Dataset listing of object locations
--

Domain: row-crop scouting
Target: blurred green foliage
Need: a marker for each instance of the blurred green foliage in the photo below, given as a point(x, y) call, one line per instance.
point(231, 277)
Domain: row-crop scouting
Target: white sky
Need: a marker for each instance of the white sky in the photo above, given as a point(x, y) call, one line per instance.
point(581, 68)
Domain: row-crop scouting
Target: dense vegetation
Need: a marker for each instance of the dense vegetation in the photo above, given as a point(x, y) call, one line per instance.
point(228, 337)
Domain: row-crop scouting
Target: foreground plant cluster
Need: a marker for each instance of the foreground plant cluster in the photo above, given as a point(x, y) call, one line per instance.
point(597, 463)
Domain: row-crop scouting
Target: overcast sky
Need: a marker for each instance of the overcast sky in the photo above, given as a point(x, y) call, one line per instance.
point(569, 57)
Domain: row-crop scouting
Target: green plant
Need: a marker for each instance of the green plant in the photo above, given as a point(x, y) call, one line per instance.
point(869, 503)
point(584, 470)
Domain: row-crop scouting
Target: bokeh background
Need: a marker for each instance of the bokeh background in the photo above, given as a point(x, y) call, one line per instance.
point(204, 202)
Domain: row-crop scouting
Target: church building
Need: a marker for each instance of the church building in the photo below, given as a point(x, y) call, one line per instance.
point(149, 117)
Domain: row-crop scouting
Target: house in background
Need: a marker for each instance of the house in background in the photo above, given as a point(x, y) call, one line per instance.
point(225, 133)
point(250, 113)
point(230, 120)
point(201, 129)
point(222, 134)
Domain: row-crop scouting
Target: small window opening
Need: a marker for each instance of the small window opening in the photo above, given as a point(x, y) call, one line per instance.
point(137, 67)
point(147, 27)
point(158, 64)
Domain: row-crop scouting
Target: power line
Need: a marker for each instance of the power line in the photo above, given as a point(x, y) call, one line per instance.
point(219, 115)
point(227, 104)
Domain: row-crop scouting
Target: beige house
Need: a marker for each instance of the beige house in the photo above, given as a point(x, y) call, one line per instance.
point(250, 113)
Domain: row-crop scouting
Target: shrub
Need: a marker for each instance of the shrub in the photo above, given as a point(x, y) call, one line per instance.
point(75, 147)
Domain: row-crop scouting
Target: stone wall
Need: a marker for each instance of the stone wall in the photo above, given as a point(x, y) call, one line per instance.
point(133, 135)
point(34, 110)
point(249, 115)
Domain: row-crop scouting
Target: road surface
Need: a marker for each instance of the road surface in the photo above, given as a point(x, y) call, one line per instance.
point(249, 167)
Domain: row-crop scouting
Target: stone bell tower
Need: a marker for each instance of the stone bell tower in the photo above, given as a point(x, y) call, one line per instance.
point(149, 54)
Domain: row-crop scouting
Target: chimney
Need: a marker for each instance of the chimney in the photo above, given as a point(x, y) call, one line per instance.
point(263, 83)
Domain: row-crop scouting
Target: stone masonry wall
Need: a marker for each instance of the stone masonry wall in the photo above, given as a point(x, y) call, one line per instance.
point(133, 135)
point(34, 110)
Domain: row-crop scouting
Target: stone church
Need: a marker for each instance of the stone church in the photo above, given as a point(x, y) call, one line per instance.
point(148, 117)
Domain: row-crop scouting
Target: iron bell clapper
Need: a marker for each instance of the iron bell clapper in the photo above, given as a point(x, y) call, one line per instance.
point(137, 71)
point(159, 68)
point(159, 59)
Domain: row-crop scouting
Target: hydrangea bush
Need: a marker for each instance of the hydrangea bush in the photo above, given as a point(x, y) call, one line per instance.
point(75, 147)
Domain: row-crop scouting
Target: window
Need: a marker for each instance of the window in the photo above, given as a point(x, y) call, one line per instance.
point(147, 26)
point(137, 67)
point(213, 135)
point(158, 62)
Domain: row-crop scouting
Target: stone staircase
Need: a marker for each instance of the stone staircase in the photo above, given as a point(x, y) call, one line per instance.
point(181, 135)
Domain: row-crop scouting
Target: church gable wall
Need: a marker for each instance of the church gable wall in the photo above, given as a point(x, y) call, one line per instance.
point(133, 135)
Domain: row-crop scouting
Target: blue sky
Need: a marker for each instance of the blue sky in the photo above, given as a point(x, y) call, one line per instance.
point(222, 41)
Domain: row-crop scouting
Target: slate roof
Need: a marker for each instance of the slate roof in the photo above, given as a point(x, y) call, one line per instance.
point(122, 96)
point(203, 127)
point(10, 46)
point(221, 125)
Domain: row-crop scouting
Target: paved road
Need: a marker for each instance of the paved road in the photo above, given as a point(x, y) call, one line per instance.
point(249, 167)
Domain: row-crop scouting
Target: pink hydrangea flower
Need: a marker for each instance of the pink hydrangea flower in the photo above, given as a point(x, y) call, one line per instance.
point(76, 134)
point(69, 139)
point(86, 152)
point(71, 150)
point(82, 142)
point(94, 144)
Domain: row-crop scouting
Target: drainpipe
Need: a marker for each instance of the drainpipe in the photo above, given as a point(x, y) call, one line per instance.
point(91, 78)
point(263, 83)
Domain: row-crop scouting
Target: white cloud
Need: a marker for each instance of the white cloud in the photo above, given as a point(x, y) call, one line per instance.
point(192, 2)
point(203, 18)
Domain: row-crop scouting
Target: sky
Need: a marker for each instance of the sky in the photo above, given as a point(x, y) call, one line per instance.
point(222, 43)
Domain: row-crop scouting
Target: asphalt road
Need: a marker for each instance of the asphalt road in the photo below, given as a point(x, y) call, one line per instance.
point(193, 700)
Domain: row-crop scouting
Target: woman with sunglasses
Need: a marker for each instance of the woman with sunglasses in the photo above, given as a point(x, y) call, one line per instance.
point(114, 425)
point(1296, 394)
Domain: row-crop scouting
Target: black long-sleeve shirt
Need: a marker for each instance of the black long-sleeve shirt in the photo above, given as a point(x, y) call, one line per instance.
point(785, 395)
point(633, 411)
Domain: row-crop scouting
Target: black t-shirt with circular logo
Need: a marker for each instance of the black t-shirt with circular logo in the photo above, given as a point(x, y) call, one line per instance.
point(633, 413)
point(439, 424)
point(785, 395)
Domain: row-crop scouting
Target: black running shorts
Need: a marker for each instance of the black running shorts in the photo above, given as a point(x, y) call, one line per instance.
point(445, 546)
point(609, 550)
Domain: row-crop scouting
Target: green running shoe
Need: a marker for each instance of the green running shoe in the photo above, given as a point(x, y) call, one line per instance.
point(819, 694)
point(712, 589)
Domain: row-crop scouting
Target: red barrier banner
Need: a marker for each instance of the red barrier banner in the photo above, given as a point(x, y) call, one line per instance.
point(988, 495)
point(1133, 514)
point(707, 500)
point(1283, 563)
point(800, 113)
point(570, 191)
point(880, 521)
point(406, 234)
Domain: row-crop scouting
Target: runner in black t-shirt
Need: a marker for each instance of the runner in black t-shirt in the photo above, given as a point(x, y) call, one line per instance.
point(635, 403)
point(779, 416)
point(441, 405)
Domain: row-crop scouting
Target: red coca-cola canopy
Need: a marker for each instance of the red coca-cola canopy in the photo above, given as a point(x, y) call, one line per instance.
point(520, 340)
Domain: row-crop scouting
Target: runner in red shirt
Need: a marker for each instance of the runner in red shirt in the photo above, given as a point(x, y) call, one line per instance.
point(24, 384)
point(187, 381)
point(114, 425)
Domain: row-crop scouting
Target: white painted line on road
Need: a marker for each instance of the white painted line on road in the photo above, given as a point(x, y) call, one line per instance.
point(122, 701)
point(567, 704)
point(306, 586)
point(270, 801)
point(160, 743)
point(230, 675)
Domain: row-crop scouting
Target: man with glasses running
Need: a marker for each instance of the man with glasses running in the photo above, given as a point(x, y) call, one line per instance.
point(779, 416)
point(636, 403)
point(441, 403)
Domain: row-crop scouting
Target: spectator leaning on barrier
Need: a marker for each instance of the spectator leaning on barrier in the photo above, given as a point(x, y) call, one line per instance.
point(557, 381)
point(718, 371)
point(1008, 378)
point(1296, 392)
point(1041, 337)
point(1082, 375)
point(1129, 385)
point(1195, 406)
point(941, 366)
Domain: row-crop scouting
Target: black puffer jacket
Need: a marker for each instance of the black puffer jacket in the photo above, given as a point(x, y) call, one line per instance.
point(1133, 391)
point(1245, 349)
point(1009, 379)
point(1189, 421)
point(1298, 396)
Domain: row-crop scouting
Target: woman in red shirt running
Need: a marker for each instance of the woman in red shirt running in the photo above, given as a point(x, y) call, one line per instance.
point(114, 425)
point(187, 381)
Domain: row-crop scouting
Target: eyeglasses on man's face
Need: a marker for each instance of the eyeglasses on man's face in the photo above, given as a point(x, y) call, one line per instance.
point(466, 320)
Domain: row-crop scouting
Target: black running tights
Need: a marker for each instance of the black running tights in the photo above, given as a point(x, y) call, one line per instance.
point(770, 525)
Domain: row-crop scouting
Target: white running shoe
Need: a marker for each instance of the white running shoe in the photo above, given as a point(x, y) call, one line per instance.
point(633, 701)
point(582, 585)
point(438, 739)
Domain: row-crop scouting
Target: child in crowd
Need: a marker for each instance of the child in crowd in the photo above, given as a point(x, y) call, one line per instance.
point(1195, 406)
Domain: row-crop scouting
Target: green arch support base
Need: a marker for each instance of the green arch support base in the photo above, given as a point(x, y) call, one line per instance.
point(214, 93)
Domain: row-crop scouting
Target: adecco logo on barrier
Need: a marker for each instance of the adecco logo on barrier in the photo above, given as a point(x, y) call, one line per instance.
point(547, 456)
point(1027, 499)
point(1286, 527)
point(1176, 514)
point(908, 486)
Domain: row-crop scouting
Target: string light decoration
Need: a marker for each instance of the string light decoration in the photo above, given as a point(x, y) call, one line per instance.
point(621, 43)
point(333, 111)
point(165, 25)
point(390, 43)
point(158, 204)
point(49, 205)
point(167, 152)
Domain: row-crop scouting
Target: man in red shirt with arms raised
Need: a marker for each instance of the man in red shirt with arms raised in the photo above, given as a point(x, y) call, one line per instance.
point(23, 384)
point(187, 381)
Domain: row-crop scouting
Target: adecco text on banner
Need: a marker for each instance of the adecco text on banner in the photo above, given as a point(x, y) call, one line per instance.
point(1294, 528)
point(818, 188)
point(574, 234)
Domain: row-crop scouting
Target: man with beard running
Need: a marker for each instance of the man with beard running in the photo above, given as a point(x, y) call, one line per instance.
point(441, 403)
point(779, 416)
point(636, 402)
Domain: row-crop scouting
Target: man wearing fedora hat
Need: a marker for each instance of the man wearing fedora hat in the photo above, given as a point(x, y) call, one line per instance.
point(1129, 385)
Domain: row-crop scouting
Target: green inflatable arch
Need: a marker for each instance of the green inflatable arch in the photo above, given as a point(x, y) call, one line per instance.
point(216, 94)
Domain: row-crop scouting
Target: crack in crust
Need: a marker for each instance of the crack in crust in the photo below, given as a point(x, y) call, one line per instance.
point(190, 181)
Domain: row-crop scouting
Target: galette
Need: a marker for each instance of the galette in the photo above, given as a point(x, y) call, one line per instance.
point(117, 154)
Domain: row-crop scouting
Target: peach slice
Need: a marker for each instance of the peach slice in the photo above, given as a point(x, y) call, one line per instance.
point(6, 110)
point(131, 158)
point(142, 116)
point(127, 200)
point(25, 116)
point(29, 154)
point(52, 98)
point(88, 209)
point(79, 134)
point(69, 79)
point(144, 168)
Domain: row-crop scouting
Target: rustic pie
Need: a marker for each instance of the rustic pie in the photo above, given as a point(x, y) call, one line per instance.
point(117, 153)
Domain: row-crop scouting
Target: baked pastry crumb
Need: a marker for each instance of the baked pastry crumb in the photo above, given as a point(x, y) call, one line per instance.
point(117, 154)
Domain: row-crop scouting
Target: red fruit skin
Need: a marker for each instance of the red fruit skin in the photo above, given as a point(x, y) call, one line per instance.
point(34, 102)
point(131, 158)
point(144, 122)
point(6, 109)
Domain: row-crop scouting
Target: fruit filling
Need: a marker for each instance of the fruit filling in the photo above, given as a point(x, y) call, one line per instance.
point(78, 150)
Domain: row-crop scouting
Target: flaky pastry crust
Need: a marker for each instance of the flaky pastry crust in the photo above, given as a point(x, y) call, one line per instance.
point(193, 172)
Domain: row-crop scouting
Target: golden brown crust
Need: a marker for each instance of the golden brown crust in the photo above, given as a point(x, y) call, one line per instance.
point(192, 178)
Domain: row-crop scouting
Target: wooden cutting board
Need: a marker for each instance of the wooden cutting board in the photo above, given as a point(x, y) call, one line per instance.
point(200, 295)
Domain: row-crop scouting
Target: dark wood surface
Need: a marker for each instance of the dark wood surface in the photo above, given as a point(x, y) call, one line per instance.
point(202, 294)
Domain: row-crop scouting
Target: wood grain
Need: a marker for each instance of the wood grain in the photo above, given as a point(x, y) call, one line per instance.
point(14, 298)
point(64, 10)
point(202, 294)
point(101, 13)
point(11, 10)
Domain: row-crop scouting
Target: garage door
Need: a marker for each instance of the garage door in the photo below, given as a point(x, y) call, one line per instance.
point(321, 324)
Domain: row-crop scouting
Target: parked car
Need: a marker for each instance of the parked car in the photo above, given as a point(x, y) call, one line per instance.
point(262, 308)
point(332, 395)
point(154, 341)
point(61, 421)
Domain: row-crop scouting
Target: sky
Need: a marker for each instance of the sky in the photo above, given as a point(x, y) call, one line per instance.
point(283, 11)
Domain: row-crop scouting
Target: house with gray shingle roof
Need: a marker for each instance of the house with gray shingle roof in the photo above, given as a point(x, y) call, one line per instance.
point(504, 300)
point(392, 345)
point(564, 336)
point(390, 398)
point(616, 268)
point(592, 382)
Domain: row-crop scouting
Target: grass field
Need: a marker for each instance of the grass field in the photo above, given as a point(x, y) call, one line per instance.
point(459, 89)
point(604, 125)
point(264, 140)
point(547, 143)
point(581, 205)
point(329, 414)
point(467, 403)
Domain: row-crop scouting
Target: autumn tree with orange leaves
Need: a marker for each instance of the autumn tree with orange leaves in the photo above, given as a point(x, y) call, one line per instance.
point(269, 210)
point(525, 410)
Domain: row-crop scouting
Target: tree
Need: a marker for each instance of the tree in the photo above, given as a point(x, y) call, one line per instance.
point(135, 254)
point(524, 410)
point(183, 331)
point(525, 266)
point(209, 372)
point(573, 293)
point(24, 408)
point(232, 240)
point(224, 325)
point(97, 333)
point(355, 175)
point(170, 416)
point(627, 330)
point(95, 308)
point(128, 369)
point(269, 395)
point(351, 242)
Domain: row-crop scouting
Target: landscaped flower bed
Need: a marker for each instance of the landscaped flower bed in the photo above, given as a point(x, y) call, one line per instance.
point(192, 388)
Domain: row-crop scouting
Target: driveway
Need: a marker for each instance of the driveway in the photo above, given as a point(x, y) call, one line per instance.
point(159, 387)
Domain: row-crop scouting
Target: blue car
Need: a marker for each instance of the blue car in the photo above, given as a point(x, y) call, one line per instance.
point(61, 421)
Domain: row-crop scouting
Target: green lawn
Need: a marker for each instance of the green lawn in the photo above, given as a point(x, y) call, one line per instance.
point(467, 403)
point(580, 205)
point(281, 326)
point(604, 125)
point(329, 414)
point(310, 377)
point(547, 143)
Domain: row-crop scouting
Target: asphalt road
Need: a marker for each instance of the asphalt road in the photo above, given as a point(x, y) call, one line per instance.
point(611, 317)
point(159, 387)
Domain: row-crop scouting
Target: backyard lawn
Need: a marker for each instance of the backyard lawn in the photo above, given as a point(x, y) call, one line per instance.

--

### [TO BE DONE]
Revise the listing from its first line up to and including the line with "point(584, 470)", replacing "overcast" with "cloudy" and leaving everything else unchanged.

### [FULL SOLUTION]
Domain: row-crop scouting
Target: blurred green foliage
Need: a marker for each instance of the blurred green foliage in the photo below, given as a point(x, y) call, one line per instance.
point(231, 277)
Domain: row-crop scouting
Target: white sky
Need: a marker for each instance of the white sky in the photo above, given as a point(x, y) call, one line per instance.
point(581, 68)
Domain: row-crop scouting
Target: dense vegetation
Need: a marker for each instance of the dense vegetation in the photo above, given as a point(x, y) call, one line per instance.
point(228, 337)
Domain: row-crop scouting
Target: foreground plant cluster
Need: a marker for each instance of the foreground plant cluster in the photo above, given as a point(x, y) call, one line per instance.
point(597, 463)
Domain: row-crop scouting
Target: cloudy sky
Need: a marker for each instance of the cloudy sky in the photo above, given as a point(x, y) call, one line per instance.
point(569, 57)
Domain: row-crop scouting
Target: green plant
Need: a marker for each instance of the green plant in the photo above, given as a point(x, y) call, one line per instance.
point(869, 503)
point(584, 470)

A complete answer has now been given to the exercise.